UFS was designed to work properly here.  The label was supposed to be
in the first 16 sectors of the disk, so any file system in traditional
unix that dealt with disks also had to cope with this 16 sector
offset.  However, time has marched on since 1970's and 80's when this
was a reasonable thing to do.

Moving it to sector 16 is just as magic as sector 0.  How do we know
that the boot code is going to be 8k?  why not 16k or 32k or 1024k?
There were fields added to the bsdlabel recently for this (d_bbsize)
and the area skipped to reflect this based on the boot code size for
that platform.

> Try to encrypt partition which starts at offset 16 with geli(8) or
> gbde(8). Try to concatenate or stripe two partitions that start at
> offset 16.
> The former will destroy your metadata (at least it did so, not sure if
> you won't get EPERM now). The latter will return EPERM when you try to
> access data in the middle of your concat device or at the begining of
> you stripped device.
> Many evil things can happen, belive me. Using offset 0 and making
> metadata visible from usable partition is BAD. Period.

- WRITTEN INSTRUCTION A -
List every boot code size that the disk label discussion mentions.
- WRITTEN INSTRUCTION B -
Pick up the disk label discussion after its final sentence and keep it going.

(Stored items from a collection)
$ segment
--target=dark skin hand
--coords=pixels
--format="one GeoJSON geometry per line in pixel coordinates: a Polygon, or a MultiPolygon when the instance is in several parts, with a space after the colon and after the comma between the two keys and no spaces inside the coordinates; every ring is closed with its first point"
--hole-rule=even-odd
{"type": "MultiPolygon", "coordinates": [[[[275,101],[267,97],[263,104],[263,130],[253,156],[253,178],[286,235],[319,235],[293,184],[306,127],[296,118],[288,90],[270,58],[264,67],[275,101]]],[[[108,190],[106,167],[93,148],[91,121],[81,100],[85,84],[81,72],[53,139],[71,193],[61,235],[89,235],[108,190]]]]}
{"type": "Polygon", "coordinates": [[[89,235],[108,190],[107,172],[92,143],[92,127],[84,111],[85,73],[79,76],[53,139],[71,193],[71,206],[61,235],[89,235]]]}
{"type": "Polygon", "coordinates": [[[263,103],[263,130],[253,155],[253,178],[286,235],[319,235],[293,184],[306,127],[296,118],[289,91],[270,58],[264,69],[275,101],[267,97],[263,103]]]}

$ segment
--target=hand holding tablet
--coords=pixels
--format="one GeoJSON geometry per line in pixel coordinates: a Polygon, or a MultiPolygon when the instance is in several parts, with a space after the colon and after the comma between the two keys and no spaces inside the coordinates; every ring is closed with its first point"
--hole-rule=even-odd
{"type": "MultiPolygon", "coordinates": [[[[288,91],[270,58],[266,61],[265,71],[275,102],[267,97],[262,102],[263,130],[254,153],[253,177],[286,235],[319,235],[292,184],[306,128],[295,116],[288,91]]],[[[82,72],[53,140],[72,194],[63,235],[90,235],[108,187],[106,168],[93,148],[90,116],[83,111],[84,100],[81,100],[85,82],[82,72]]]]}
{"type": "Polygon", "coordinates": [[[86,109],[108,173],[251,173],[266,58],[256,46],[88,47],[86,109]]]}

- WRITTEN RESPONSE A -
8k, 16k, 32k, 1024k

- WRITTEN RESPONSE B -
It would be better to say that having the partitions overlap the
metadata for the partiutions is bad.  We avoid this already for
slices.  Maybe we should also avoid this for bsd label partitions and
the boot code they describe.  It would be a layering violation for the
geom entities to reach into the label to find out if they need to skip
space.

The disk label is only 148 + 16 * 8 bytes long (276 of the first 512
bytes, which was the reason for boot1 vs boot2, since boot1 could only
use 236 bytes of code to get boot2 into memory).  So we should be
careful with the new installer that it respects what we put on disk
rather than hard coding 16.

Finally, there likely needs to be a 'raid override' for the default
values.  Better to waste an entire stripe than to start a partition in
the middle of a stripe.  I'm not sure how best to accomplish this, but
I'm sure that others in the community who routinely tweak this for
optimal performance can comment.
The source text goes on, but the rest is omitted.